• Your goal
Begin at the line containing "Query: black tuxedo jacket" in the entries below and end at the line containing "[[416, 56], [390, 319]]"; transcribe that range exactly and nothing outside it.

━━━━━ Dataset records

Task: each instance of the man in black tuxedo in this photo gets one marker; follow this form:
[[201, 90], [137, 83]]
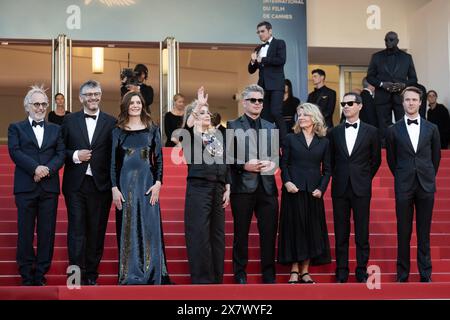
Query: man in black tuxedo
[[87, 184], [413, 152], [390, 71], [269, 58], [322, 96], [355, 159], [253, 152], [37, 149], [368, 112]]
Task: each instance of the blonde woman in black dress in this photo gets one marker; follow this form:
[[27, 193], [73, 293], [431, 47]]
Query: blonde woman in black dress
[[305, 172]]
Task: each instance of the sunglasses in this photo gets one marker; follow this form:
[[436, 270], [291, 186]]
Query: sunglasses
[[42, 104], [349, 103], [253, 100], [92, 94]]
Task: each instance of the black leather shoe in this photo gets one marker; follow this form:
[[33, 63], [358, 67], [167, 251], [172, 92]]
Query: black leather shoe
[[27, 283], [269, 281], [40, 282], [241, 280], [341, 281], [362, 279]]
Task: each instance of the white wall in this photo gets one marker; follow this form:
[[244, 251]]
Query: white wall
[[429, 30], [343, 24]]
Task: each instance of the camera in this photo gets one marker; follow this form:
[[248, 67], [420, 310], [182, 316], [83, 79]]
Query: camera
[[129, 77]]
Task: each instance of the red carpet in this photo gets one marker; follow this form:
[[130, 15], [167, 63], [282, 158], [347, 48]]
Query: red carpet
[[382, 239]]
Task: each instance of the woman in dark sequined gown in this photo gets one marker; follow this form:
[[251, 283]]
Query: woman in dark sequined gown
[[136, 174]]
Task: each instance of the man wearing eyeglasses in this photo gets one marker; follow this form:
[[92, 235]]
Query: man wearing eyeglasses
[[37, 149], [86, 185], [413, 152], [253, 186], [269, 58], [355, 158]]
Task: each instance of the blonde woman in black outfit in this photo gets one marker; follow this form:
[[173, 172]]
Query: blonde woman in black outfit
[[305, 172], [207, 195]]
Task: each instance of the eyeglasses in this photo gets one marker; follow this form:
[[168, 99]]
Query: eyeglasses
[[253, 100], [349, 103], [42, 104], [92, 94]]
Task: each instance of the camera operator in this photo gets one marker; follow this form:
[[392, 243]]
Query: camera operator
[[135, 82]]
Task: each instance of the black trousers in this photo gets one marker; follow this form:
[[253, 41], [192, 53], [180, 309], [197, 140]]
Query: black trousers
[[342, 207], [88, 212], [405, 203], [384, 116], [273, 111], [35, 208], [266, 210], [204, 224]]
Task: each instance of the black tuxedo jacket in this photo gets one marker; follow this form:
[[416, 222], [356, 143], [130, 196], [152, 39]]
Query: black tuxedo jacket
[[271, 68], [76, 137], [361, 166], [27, 156], [405, 164], [325, 99], [379, 71], [243, 181], [306, 167]]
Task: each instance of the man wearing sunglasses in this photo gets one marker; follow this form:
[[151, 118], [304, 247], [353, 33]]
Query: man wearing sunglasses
[[253, 186], [269, 58], [355, 159], [37, 149]]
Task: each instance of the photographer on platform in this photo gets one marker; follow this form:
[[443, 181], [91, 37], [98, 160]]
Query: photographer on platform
[[133, 80]]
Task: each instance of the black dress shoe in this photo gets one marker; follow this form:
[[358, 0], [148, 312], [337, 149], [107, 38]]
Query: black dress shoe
[[269, 281], [40, 282], [341, 281], [362, 279], [27, 283], [241, 280]]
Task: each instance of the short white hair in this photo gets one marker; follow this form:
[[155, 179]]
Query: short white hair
[[33, 90]]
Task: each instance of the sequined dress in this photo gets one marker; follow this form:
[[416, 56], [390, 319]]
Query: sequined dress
[[136, 164]]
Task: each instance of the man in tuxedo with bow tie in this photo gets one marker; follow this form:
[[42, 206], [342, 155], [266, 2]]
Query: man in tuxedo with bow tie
[[37, 149], [355, 159], [413, 153], [269, 58], [390, 71], [87, 185]]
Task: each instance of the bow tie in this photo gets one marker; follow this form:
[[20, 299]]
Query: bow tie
[[348, 125], [90, 116], [40, 123]]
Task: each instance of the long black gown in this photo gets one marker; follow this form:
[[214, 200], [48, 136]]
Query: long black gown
[[136, 164]]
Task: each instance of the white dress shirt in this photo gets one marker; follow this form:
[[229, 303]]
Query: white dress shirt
[[90, 124], [263, 52], [38, 132], [350, 136], [413, 132]]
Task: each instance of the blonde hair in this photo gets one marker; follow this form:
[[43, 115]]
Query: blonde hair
[[316, 116], [189, 108]]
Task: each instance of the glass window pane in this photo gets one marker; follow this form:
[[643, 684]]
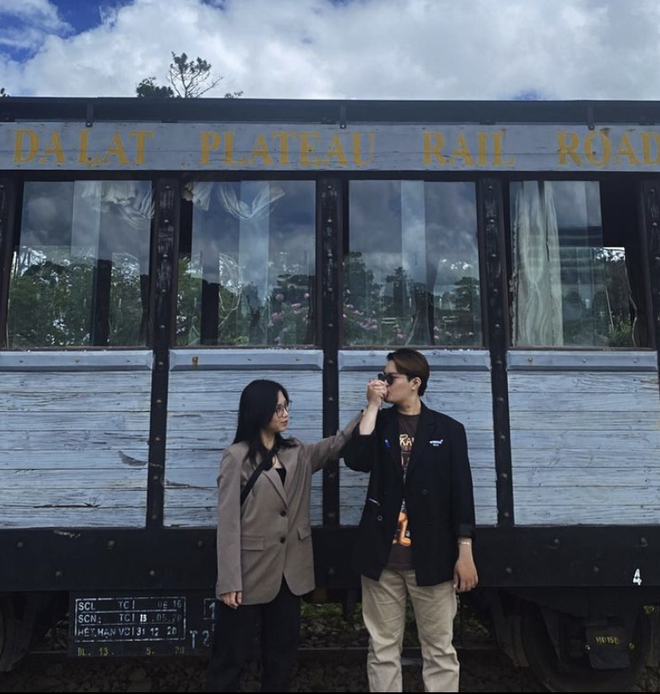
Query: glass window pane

━━━━━━━━━━

• Response box
Query: black tuxedo jacket
[[271, 68], [76, 137], [361, 166], [27, 156], [405, 164], [325, 99], [379, 71], [243, 181], [306, 167]]
Task: each instance of the man wearing sunglasses in this photo gets one marker; follow this form:
[[151, 118], [304, 247], [353, 33]]
Query: man wearing sunglasses
[[253, 186], [269, 58], [355, 159], [37, 149]]
Task: each instance of the photographer on platform in this photo gets one marker; follow this form:
[[443, 181], [91, 37], [98, 160]]
Query: photographer on platform
[[133, 80]]
Task: each instance of the black dress shoe in this photo gets one marker; follow this form:
[[358, 0], [148, 312], [337, 149], [107, 38]]
Query: black dress shoe
[[269, 281], [40, 282], [341, 281], [362, 279], [27, 283], [241, 280]]
Task: each instance of the short white hair in this photo gets one marker; follow this form:
[[155, 179]]
Query: short white hair
[[33, 90]]
Task: each instance of the sequined dress in this photo gets one marker; follow this form:
[[416, 56], [390, 319]]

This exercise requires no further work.